═════ THE INPUT

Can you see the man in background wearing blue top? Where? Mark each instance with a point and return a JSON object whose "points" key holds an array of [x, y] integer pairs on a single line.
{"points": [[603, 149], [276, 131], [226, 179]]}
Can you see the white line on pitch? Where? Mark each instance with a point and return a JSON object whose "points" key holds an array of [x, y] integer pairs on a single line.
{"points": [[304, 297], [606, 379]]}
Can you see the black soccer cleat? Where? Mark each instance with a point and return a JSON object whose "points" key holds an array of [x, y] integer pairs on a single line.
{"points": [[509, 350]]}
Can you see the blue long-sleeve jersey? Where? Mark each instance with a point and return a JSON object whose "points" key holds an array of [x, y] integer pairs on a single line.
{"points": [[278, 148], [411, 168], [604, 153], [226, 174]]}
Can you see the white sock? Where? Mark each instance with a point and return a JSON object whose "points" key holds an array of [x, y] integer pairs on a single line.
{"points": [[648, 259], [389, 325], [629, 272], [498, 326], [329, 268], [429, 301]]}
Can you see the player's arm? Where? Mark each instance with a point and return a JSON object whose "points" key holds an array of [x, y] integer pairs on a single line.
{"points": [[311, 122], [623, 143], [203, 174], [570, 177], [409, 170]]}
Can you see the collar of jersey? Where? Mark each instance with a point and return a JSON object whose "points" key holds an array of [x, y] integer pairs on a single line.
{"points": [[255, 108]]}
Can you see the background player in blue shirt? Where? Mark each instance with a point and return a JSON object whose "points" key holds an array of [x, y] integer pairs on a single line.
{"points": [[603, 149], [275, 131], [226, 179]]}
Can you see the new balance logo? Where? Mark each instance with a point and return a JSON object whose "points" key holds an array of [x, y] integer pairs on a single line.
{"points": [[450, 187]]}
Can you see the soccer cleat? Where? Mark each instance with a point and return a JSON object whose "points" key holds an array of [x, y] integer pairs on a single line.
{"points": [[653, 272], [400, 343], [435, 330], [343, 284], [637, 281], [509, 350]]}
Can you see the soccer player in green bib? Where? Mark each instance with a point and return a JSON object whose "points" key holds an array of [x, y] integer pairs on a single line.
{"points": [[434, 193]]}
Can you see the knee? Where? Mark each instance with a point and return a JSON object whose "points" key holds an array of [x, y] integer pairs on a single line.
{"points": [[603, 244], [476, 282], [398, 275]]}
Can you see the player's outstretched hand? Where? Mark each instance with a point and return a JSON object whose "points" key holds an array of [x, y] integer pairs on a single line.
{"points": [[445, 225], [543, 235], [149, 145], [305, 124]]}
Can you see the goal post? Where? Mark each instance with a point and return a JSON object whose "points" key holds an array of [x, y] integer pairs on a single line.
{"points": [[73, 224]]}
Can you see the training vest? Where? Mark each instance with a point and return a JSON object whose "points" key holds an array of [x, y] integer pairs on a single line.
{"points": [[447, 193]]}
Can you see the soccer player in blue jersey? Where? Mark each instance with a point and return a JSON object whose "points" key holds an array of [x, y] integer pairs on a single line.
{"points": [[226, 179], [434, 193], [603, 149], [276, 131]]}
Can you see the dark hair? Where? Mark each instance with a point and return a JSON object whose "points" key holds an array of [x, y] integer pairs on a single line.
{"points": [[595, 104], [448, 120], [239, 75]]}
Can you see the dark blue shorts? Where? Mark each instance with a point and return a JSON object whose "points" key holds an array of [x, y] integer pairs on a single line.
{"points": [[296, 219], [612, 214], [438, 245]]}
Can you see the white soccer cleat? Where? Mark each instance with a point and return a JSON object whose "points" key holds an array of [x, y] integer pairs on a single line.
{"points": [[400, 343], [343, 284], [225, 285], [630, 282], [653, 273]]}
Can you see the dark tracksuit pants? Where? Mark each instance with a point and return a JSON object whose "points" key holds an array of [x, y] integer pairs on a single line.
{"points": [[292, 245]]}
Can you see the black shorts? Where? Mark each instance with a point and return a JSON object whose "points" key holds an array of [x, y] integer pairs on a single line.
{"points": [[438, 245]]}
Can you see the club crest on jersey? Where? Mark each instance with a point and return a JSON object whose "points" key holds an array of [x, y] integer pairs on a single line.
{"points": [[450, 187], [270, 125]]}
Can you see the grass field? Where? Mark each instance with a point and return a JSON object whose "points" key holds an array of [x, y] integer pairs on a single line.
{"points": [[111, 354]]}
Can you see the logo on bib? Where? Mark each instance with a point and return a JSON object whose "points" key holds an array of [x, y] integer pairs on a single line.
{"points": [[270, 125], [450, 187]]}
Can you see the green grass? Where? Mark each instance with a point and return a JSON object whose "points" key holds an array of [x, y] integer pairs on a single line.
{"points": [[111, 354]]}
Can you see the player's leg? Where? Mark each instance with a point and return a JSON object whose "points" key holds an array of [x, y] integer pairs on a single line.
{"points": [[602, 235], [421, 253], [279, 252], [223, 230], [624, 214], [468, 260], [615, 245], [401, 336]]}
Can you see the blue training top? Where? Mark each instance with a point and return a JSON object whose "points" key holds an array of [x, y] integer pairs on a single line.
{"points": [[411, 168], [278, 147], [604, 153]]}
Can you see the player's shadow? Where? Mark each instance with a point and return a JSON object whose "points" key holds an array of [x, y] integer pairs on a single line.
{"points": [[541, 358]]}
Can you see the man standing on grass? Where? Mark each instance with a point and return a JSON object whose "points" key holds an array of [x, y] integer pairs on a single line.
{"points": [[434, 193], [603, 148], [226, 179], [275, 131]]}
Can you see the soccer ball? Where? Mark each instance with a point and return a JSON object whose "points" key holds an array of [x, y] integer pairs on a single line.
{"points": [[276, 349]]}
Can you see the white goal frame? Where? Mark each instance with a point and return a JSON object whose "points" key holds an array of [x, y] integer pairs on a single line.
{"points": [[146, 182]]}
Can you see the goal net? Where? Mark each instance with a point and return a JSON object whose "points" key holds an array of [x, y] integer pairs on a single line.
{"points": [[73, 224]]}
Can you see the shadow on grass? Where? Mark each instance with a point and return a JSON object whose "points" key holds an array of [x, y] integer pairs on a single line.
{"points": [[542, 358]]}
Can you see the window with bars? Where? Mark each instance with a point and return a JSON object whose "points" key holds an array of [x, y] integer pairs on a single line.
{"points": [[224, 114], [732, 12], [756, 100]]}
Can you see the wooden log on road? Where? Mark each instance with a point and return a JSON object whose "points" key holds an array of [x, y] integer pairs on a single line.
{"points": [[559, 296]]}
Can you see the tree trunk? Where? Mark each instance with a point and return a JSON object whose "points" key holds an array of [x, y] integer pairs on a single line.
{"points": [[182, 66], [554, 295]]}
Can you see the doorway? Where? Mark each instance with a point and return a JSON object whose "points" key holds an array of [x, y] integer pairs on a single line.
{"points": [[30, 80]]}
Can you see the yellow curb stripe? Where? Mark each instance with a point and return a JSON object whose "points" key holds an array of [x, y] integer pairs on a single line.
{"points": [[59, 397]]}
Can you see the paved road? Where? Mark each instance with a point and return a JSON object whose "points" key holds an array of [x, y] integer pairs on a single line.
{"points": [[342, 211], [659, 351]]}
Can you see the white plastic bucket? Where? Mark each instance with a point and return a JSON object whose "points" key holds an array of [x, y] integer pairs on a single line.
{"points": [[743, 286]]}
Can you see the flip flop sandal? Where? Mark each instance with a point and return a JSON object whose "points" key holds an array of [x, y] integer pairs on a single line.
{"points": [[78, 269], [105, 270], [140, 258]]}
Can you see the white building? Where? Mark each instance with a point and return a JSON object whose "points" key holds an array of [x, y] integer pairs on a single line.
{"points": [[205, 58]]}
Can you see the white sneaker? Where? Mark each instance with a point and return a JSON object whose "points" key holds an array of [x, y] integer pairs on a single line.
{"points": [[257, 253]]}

══════════

> GOAL OF THE EXERCISE: Beginning at the line that holds "Can you see the doorway?", reproduce each line of the records above down to and including the last one.

> FULL SOLUTION:
Can you see the doorway? Where? Mark each instance with a point and return a JSON object whose "points" key holds an array of [x, y] integer pairs on a single line.
{"points": [[30, 80]]}
Can you see the yellow curb stripe? Where? Mark each instance with a point and return a JSON object whose "points" key holds an array of [x, y] integer pairs on a single line.
{"points": [[59, 397]]}
Can you see the paved road? Where? Mark each instance with a point and return a JSON object whose "points" key holds an array of [x, y] integer pairs on a single line.
{"points": [[342, 211], [659, 351]]}
Can you see the white plastic bucket? Where? Mark each instance with a point and return a JSON object whose "points" key holds an array of [x, y] integer pairs on a single line.
{"points": [[743, 286]]}
Can you see the flip flop sandal? Where? Mark each instance with a point and return a JSON object whose "points" key holds an array of [x, y] integer pairs on a single line.
{"points": [[78, 269], [105, 270], [140, 258]]}
Can you see the white building? Where? Mark each instance with a point and return a JSON object whose "points" key holds an array of [x, y] integer pairs on a single line.
{"points": [[205, 58]]}
Can you see the white sneaker? Where? Mark each instance with a point and return a JSON object whose "points" key holds an array of [x, y] integer pairs on a single line.
{"points": [[257, 253]]}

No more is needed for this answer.